### Text block:
....

May 7, 1998 | Read Time: 12 minutes

Women’s funds try unconventional fund-raising methods in bid to join philanthropy’s big leagues

Women’s funds — which raise money to benefit charities that help women and girls — are starting to use new and, in some cases, unconventional fund-raising methods in an attempt to sharply increase their assets.

The Women’s Funding Network, an umbrella group of 77 women’s funds nationwide, has announced a sweeping new plan to increase the assets of its members from an estimated $70-million today to $450-million in 10 years.

That’s an ambitious goal. While the number of women’s funds has nearly quadrupled in the last 20 years, their asset base has remained low. Only three of the funds have assets above $5-million. Most give away less than $1-million annually, and few make individual grants bigger than $10,000.

To fatten their coffers, several of the funds have started their own campaigns to raise millions by recruiting 2,000 new donors to give $2,000 each by the year 2000.

While experts say charities often lose out when everyone is asked to give the same amount — because wealthy people will give less than they can afford — leaders of the women’s funds defend the approach. Not only are the campaigns raising hard cash, but they also are bringing in new donors and convincing increasing numbers of lower- and middle-class women that they, too, can become philanthropists.


To further expand their pool of donors, the women’s funds are also making concerted efforts to reach out to women under age 34 and to minority females, many of whom have never given to those organizations. The Boston Women’s Fund has gone so far as to start a special institute to train female fund raisers who are members of minority groups. The Women’s Funding Network is considering creating a similar program to operate nationally.

New research findings released by the Women’s Funding Network show the poor track record that women’s funds have in reaching minority donors: 67 per cent of the black women surveyed — most of whom were on the mailing lists of women’s funds — said they had never been asked to give.

That was not the only dismal news in the findings: A majority of the more than 1,200 women of all backgrounds in the study had little understanding of women’s funds. They could not say how the funds differ from other charities, such as the YWCA or Girls Incorporated, that provide direct services to women and girls.

“One thing we haven’t done is communicate well what we do,” says Carol Mollner, executive director of the Women’s Funding Network, in St. Paul. “We have been so involved in starting these funds up that we have not invested much in communication. But we cannot serve the community unless we bring in more women.”

Conducted by Ordinary Magic, a Denver marketing and communications company, the new research was supplemented by focus groups in four cities and interviews with 46 women. Some of the participants gave to women’s funds, while many of the others contributed to other causes. In the study, a majority of women said that:


* By donating to a women’s fund, they would have less control over how the money was spent than if they gave it directly to a women’s program or proj ect.

....

### Entries:
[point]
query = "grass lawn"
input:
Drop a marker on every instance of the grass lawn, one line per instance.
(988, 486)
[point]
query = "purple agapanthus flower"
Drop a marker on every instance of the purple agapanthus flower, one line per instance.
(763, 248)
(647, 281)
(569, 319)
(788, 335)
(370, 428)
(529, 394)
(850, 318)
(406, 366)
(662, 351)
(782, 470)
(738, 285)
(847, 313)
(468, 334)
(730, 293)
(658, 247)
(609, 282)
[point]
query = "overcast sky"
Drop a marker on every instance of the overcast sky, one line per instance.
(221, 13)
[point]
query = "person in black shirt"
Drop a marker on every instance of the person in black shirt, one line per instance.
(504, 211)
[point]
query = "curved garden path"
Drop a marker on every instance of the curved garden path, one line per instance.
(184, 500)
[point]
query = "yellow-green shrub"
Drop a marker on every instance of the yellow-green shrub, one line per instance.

....

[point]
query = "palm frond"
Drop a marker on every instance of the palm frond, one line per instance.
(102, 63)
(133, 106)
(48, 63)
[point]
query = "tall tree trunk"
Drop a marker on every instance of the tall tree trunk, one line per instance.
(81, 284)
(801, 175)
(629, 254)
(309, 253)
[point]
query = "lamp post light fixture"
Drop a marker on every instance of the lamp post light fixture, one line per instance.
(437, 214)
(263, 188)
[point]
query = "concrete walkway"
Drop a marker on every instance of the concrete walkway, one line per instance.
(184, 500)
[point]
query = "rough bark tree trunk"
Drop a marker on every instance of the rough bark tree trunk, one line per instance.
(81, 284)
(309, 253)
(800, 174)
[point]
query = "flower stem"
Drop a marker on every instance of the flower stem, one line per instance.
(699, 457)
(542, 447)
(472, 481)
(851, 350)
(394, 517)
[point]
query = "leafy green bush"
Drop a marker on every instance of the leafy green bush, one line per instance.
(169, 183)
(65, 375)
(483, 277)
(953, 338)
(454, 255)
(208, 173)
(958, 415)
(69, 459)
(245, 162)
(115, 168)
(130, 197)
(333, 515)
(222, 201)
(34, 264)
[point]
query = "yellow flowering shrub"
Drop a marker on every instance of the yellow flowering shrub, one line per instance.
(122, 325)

....

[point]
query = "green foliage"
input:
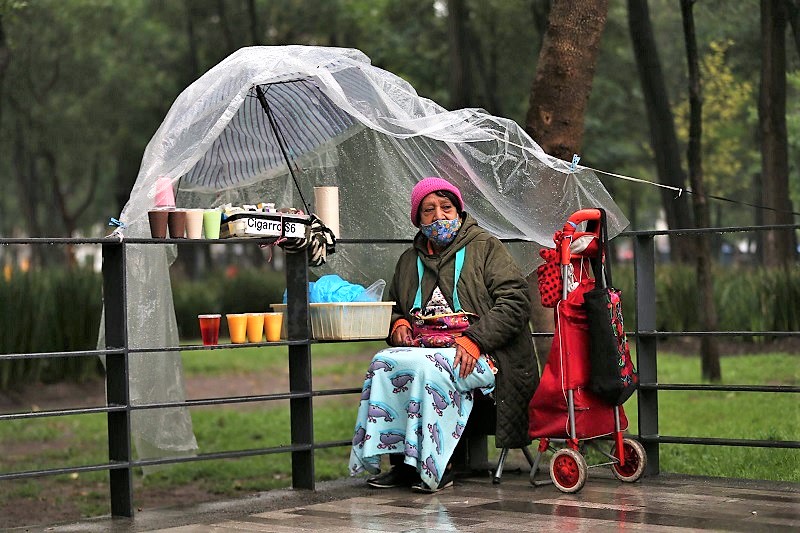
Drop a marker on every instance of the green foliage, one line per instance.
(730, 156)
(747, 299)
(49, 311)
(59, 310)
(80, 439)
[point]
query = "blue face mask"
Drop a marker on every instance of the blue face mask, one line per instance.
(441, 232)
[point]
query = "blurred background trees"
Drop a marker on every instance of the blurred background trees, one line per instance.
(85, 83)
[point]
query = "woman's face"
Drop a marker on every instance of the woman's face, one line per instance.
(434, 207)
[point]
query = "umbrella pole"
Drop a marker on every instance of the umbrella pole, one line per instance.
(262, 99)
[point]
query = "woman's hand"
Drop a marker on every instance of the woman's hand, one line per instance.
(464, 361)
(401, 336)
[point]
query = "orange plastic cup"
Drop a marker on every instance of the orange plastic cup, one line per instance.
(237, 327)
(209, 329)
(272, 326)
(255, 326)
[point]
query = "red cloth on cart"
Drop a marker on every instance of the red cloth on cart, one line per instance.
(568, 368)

....

### Prompt 1:
In the article on women's funds, what total assets does the Women's Funding Network aim for its members to reach within 10 years?
### Prompt 2:
Write the next part of the article on women's funds, picking up after its last sentence.

### Expected output 1:
$450-million.

### Expected output 2:
* They feared that they would not be able to see the results of their donation as easily as they would by giving directly to a women’s program.

* They thought that the amount spent on administration by women’s funds was too high and that not enough of their gift would go toward helping women and girls. At the Maine Women’s Fund in Portland, for instance, administrative costs eat up 30 per cent of the money raised.

In carrying out their expansion plans, the women’s funds hope to follow the lead of community foundations — groups that raise and distribute money in one region. Since 1988, community foundations’ assets have more than quadrupled, swelling to $17.1-billion in 1996, the most recent year for which figures are available.

Several private foundations have made grants to help community funds expand. Leaders of the women’s funds hope to persuade such foundations to provide as much as $20-million in technical-assistance grants, mainly to help them hire fund raisers, run endowment drives, and take other steps to increase their assets.


“Let’s face it, our bottom line is to raise money,” says Christine Grumm, executive director of the Chicago Foundation for Women. “If community foundations can do it, we can do it. Raising five times as much as we have now may be scary, but it puts us in the adult category around money.”

Many woman’s funds need significant help if they are to mimic the growth of community foundations.

“Some women’s funds have so little equipment that they cannot identify who on their mailing list actually gave, as opposed to [who is] just getting a mailing,” Ms. Mollner says.

Nevertheless, some women’s funds are getting more sophisticated in their approaches to fund raising.

The Milwaukee Women’s Fund is revamping its annual fund-raising luncheon, which draws about 800 people each year. In the past the fund has invited well-known speakers to lure participants; now it will feature leaders of the organizations it has supported, and they will talk about the benefits of working with the women’s fund.


To illustrate how the fund allows individual donors to make more of a difference collectively, the Milwaukee fund put a new twist on the standard fund-raising raffle.

At its most recent lunch, participants were urged to spend $5 each to buy a raffle ticket. The proceeds were used to make an on-the-spot grant of $1,000 to one of the fund’s grantees.

After making available a list of the grantee organizations, officials told raffle participants to write the name of one of the organizations on their tickets. The charity named on the winning ticket got the money.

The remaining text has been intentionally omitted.